PROBLEM STATEMENT: Starting at the line that contains "written like [132,261].", quote each line exactly through the last line of the entries, both included.
START DATASET RECORDS
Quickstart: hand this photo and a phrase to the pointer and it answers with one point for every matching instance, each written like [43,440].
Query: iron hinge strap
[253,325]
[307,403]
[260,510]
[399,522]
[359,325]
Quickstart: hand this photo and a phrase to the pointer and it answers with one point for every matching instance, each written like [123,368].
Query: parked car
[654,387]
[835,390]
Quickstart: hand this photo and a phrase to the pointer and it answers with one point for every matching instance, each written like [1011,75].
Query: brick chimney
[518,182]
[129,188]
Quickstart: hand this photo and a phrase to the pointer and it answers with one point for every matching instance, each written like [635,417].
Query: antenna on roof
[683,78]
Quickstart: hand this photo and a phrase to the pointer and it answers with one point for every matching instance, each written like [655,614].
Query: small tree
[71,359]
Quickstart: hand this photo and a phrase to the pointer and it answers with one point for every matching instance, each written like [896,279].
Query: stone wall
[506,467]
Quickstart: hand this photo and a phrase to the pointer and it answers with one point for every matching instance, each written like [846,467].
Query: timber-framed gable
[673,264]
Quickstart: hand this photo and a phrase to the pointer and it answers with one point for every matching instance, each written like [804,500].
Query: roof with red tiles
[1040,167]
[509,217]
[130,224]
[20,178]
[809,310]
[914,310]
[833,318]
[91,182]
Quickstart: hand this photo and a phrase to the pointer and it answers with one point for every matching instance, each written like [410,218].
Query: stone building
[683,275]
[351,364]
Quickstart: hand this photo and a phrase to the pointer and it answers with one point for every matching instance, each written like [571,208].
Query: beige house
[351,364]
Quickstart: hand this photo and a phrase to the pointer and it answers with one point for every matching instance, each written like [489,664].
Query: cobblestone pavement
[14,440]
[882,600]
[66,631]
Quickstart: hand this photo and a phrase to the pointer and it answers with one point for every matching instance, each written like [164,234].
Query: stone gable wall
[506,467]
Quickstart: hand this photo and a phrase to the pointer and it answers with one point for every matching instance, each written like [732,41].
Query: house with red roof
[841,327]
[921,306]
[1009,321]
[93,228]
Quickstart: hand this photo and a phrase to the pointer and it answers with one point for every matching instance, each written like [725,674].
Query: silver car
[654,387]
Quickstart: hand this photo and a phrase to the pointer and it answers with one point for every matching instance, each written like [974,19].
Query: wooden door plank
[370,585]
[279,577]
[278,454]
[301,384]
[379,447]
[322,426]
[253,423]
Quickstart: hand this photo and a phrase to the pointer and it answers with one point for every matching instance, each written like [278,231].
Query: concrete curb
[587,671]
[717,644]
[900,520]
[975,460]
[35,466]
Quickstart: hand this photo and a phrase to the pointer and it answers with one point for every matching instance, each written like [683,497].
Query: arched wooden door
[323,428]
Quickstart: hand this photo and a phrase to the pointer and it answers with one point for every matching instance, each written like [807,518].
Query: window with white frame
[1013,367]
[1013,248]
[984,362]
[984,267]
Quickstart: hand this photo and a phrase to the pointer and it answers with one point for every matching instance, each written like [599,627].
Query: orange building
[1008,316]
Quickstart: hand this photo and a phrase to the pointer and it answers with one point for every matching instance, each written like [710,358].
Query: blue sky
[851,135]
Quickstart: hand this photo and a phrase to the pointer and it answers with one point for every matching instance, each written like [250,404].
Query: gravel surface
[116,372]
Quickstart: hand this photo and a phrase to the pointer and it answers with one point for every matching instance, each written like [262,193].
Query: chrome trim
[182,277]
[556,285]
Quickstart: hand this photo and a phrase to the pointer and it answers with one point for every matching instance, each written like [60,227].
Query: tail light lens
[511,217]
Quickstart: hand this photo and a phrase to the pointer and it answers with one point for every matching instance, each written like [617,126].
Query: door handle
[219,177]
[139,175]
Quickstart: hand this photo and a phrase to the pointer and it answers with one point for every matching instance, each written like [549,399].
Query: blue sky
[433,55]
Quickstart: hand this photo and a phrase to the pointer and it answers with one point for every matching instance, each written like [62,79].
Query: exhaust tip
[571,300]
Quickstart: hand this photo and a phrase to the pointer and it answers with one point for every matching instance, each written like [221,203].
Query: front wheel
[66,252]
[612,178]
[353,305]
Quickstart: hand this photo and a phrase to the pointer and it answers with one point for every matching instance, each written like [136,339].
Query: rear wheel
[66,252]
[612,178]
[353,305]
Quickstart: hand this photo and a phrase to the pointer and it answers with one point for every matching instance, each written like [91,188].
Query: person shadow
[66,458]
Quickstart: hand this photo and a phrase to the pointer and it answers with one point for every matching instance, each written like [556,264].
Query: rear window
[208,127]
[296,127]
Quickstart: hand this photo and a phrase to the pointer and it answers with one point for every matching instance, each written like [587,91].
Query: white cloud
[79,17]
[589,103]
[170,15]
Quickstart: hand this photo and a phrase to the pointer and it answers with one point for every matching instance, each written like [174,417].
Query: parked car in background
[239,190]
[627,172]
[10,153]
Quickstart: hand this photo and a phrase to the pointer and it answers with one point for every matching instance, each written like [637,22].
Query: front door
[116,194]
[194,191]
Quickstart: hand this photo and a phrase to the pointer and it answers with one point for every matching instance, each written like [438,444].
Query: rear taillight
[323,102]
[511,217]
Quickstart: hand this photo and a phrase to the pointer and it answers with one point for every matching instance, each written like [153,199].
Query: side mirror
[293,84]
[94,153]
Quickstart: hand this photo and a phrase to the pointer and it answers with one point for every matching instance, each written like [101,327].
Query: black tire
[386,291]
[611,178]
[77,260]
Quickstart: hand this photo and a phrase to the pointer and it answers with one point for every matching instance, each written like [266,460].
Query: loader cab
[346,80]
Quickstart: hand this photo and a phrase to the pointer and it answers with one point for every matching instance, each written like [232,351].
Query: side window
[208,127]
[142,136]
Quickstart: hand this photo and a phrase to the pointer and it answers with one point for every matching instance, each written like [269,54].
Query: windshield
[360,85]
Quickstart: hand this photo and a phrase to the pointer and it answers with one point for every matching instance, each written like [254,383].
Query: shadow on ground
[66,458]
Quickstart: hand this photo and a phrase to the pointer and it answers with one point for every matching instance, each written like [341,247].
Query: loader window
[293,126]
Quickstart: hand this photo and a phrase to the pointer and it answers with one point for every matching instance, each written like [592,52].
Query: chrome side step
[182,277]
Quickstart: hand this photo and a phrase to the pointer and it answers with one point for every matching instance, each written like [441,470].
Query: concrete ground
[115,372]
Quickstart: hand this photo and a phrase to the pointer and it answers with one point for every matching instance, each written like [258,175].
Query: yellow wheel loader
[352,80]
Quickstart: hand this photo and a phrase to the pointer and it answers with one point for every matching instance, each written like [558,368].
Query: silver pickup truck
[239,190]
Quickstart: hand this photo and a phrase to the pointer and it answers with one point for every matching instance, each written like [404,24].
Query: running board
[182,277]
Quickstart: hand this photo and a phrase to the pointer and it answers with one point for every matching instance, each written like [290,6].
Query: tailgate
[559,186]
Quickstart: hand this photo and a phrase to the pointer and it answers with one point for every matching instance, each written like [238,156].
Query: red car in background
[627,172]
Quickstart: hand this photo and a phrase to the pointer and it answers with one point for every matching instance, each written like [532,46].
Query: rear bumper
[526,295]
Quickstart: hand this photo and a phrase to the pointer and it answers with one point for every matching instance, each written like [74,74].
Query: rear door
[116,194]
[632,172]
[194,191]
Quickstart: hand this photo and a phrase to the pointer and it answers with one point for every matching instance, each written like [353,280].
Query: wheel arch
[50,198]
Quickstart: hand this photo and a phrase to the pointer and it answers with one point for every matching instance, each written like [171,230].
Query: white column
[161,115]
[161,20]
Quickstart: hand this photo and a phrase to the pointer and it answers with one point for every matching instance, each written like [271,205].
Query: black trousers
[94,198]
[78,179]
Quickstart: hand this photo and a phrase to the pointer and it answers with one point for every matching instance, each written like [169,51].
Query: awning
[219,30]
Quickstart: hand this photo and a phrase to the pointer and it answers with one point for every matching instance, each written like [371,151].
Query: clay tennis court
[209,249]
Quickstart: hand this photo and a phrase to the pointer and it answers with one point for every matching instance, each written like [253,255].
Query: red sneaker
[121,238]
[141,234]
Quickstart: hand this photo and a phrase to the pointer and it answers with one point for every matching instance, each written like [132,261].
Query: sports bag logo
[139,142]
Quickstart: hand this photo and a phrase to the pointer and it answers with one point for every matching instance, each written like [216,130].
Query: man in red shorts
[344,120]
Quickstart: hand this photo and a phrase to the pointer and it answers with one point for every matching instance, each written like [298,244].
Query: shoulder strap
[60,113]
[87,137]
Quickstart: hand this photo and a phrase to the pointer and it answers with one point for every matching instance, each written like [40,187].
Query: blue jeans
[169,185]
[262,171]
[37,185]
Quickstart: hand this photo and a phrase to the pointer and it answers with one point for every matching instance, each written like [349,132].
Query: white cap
END DATASET RECORDS
SOLUTION FOR THIS EXERCISE:
Quickstart: hand this photo and a phrase to the pointer and it answers with one point for every matching instance, each written like [132,261].
Query: sports bag logo
[139,142]
Quickstart: hand this photo and a phrase to the pointer and it answers with one point for every matching instance, each written like [216,130].
Query: man in red shorts
[344,120]
Quickstart: hand this photo and a phrase to the pointer and it answers with one point for every matching instance, each written like [298,244].
Query: shoulder strap
[60,113]
[87,137]
Quickstart: hand this photo and a phrase to the pointer and it answers with one point for every matching instance, each written like [40,187].
Query: blue jeans
[169,185]
[262,171]
[37,185]
Quickstart: hand this photo and a phrase to the pointer and it answers with one point for every matching instance, each written like [349,132].
Query: white cap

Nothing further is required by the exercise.